→ **Page excerpt**
◆ ◆ ◆ ◆ ◆ ◆ ◆
RSA Encryption for Embedded Devices
A simple RSA-based encryption engine and guide on generating a public/private key pairs.
Two commonly used methods of encrypting data are DES and RSA. While both have their strengths and weaknesses, RSA is easier to implement in software, requiring only a couple dozen lines of code. But while impementing RSA in software is relatively easy, generating valid public and private keys to make the system work poses more of a problem.
We've put together this tutorial to show you how to add simple RSA encryption to your embedded systems, including how to calculate your own public and private keys. The RSA implementation provided here is based on the examples in the book Mastering Algorithms With C by Kyle Loudon. The supplied code is aimed at providing basic encryption to enable you to more securely transmit data over a wireless sensor network, for example. The encryption engine supplied is limited to 64-bit integers (unsigned long long), meaning that it doesn't provide the same level of security that much larger key pairs would provide, but it does still significantly raise the bar compared to unencrypted data while keeping a relatively small code footprint (since you aren't implementing support for massive integers). The current code uses around 1.6kB flash when compiled in release mode for a Cortex M3 processor.
◆ ◆ ◆ ◆ ◆ ◆ ◆
Records from a dataset:

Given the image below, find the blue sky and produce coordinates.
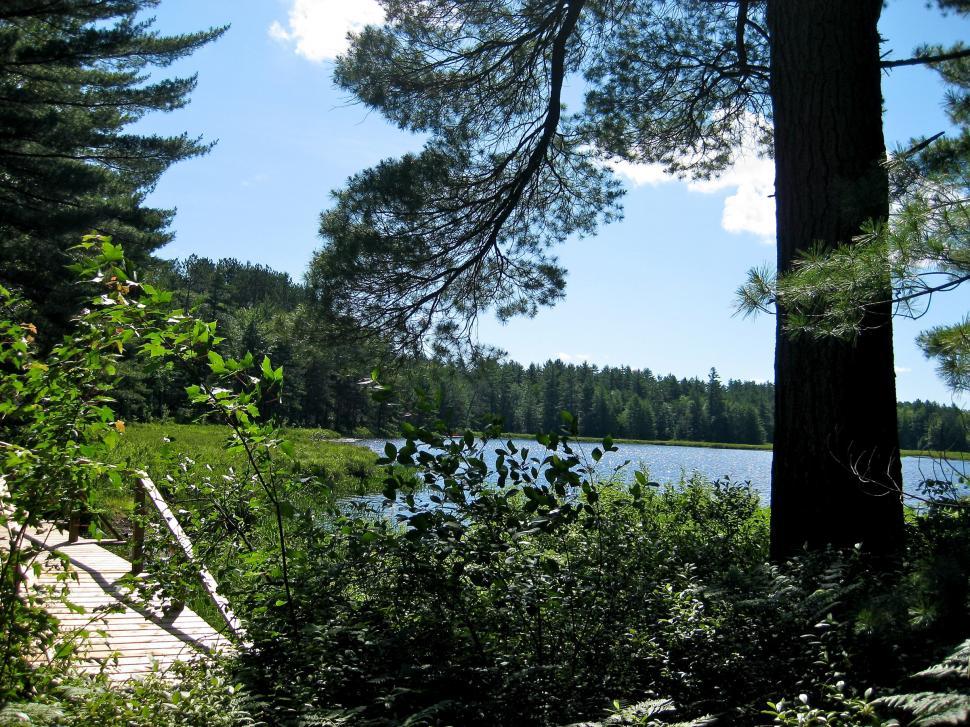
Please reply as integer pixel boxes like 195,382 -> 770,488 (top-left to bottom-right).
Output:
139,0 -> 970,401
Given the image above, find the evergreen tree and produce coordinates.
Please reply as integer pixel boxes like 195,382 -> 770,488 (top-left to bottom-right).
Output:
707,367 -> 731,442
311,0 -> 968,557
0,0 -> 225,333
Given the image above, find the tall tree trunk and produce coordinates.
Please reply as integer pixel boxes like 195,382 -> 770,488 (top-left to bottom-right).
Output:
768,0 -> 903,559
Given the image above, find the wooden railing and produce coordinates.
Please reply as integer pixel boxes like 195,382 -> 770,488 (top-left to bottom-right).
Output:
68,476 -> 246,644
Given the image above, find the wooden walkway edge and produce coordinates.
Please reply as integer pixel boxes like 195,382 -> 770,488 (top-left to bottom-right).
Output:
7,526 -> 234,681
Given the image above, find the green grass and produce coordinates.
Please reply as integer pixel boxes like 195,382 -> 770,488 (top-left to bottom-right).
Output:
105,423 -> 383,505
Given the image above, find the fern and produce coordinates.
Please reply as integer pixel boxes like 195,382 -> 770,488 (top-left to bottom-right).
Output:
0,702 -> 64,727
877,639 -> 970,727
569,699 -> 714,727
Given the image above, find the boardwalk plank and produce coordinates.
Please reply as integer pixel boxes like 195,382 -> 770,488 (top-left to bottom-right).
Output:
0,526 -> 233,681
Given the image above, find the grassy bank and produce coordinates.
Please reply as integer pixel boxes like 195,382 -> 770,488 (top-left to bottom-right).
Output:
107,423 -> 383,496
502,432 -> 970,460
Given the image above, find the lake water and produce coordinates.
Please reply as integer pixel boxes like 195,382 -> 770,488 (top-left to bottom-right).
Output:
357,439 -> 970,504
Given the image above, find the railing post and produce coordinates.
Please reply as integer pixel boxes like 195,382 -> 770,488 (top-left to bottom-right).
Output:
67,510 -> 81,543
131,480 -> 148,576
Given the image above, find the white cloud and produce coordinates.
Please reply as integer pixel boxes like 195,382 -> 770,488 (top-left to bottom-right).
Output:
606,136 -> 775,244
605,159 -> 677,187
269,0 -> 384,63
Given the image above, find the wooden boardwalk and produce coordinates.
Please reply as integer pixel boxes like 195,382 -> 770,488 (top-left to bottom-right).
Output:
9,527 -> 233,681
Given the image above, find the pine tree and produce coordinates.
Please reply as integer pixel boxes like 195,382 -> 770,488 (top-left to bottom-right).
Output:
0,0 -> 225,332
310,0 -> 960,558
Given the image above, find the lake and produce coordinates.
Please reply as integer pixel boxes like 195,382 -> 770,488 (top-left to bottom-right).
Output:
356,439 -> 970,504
◆ ◆ ◆ ◆ ◆ ◆ ◆
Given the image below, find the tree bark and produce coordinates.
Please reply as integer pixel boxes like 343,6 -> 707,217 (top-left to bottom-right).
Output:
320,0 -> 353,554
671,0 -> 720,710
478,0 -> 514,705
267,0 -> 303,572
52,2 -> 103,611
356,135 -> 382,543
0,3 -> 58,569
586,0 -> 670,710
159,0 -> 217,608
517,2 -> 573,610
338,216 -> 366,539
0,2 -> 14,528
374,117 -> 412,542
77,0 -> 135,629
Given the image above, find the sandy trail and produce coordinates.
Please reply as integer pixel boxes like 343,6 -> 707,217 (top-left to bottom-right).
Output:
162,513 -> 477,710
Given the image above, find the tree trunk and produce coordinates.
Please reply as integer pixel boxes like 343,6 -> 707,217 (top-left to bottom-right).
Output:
◆ ◆ ◆ ◆ ◆ ◆ ◆
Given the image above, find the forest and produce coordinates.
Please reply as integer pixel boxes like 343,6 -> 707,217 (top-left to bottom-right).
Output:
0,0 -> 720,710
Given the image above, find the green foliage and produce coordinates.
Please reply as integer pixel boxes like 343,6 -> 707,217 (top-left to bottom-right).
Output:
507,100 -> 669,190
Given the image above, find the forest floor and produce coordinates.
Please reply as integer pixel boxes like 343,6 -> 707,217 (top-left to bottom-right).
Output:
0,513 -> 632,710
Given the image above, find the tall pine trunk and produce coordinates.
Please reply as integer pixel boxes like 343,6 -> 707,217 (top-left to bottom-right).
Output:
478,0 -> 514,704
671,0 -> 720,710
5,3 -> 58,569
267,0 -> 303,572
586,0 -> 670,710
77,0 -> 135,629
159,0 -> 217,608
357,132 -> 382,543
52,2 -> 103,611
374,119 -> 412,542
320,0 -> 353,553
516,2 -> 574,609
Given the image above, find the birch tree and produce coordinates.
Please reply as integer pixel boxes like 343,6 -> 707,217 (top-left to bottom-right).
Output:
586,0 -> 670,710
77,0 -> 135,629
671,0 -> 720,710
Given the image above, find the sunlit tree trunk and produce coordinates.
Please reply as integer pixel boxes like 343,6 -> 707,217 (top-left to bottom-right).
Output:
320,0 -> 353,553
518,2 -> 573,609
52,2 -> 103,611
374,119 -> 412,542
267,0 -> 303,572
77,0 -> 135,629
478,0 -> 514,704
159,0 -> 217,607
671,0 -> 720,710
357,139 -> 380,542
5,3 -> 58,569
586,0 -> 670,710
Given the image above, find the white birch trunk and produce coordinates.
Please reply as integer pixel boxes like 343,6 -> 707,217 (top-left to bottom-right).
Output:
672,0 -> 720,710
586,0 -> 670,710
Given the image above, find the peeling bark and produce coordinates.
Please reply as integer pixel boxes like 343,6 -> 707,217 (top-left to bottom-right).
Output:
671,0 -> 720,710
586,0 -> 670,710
◆ ◆ ◆ ◆ ◆ ◆ ◆
→ **Goal of the exercise**
Please continue the RSA encryption tutorial above, picking up after its last sentence.

→ **Response**
NOTE: Many instances of libc that are used for embedded systems do not include support for 64-bit integers in printf by default (%lld, etc.). You may need to modify stdio.c (printf), change the way you display the 64-bit variables, or avoid printf altogether. This example has been tested successfully in the
LPC1343 Code Base removing the printf output, for example.
rsa.h
/**************************************************************************/
/*!
\file rsa.h
\author Kyle Loudon
modified: microBuilder.eu
\date 4 January, 2010
\version 1.0
Basic RSA-encryption using 64-bit math (32-bit keys).
Based on the examples from "Mastering Algorithms with C" by
Kyle Loudon (O'Reilly, 1999).
*/
/**************************************************************************/
#ifndef _RSA_H_
#define _RSA_H_
/* In a secure implementation, huge_t should be at least 400 decimal digits, *
* instead of the 20 provided by a 64-bit value. This means that key values *
* can be no longer than 10 digits in length in the current implementation. */
typedef uint64_t huge_t;
/* Structure for RSA public keys. */
typedef struct rsaPubKey_s
{
huge_t e;
huge_t n;
}
rsaPubKey_t;
/* Define a structure for RSA private keys. */
typedef struct rsaPriKey_s
{
huge_t d;
huge_t n;
}
rsaPriKey_t;
void rsaTest();
void rsaEncrypt(huge_t plaintext, huge_t *ciphertext, rsaPubKey_t pubkey);
void rsaDecrypt(huge_t ciphertext, huge_t *plaintext, rsaPriKey_t prikey);
#endif rsa.c
/**************************************************************************/
/*!
\file rsa.c
\author Kyle Loudon
modified: microBuilder.eu
\date 4 January, 2010
\version 1.0
Basic RSA-encryption using 64-bit math (32-bit keys).
Based on the examples from "Mastering Algorithms with C" by
Kyle Loudon (O'Reilly, 1999).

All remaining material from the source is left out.